_Problem to work on_: Rewrite the data from its first line up to and including the line with "[[1118, 175, 1200, 310]]", keeping the requests, and add 105 to every bounding box coordinate in the answers.

>> Begin Task input

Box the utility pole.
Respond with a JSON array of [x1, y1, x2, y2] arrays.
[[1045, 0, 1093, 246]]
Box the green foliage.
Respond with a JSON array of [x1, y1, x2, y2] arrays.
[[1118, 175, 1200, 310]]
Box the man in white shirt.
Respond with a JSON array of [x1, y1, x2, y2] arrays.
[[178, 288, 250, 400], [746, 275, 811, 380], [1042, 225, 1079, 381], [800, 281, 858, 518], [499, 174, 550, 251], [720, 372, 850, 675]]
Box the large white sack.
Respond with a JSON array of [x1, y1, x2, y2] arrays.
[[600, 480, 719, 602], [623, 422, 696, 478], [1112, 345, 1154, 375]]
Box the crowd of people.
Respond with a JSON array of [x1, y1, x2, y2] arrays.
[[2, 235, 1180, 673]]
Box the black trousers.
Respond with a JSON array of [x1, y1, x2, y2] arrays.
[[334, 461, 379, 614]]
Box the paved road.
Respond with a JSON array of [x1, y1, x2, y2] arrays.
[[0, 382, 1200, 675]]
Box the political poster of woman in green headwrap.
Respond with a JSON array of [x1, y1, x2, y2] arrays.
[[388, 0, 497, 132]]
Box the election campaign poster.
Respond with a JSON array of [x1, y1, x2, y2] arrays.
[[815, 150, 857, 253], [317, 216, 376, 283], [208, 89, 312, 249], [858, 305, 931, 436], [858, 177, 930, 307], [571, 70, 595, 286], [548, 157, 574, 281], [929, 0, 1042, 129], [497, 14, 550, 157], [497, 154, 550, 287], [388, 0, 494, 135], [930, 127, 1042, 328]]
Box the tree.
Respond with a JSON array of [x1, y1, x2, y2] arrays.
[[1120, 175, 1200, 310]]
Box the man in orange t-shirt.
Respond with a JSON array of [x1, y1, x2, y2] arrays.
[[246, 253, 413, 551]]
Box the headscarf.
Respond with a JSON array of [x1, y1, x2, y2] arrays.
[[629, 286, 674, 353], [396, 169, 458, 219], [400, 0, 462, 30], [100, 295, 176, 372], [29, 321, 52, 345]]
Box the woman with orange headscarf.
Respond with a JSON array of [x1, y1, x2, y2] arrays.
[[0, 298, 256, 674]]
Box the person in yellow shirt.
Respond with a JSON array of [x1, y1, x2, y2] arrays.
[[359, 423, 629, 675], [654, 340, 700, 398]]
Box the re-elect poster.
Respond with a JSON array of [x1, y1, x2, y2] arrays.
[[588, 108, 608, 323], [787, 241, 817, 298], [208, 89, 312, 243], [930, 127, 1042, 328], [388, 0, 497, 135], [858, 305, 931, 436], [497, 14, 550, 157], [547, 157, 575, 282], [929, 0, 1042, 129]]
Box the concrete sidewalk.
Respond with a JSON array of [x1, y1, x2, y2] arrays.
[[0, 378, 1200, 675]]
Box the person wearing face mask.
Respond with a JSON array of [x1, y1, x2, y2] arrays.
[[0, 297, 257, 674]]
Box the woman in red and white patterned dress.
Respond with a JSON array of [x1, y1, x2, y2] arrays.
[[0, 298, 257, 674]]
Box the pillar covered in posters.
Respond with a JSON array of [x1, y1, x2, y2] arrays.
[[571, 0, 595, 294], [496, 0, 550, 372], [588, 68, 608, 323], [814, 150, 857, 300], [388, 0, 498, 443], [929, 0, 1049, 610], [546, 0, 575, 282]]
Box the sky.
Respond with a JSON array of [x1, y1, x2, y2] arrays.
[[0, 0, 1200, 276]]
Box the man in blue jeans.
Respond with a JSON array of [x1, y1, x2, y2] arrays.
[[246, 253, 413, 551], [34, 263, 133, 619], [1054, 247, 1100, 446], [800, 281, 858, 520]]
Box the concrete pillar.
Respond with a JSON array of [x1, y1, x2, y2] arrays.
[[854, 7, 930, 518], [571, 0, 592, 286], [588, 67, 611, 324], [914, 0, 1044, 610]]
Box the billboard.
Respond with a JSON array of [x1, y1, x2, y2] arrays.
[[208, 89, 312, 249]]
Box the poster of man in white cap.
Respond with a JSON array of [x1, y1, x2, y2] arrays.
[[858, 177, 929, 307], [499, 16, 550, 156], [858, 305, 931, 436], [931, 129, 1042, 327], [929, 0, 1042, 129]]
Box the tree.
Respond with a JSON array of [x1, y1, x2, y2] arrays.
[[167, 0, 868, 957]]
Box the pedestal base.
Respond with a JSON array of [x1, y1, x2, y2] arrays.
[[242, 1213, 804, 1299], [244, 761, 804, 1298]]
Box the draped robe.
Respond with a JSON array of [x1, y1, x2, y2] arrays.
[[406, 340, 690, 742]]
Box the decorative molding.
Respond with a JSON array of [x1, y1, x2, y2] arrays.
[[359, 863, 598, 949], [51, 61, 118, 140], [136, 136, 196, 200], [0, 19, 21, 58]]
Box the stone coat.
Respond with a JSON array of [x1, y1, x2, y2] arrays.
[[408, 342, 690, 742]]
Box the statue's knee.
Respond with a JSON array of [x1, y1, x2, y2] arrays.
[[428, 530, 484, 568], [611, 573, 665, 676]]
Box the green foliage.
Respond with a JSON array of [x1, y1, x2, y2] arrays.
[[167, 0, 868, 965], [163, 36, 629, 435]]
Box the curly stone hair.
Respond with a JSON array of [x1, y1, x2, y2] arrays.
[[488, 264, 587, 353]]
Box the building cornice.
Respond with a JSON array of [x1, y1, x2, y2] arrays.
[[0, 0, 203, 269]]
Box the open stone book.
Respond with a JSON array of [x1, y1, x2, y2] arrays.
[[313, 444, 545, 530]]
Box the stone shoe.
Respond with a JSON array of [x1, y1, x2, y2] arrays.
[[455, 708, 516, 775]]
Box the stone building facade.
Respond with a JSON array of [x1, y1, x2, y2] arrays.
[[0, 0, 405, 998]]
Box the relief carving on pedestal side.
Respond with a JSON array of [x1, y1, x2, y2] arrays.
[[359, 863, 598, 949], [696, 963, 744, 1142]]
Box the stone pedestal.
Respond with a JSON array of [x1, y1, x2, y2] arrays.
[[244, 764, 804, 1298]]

>> End Task input

_Output below_:
Box the utility pole.
Respond with a JSON array of [x1, y1, x2, y2] arrays.
[[1150, 105, 1198, 351]]
Box the green foliage.
Respond with a JSON array of [x1, y1, x2, y2] arrays.
[[1223, 280, 1305, 415]]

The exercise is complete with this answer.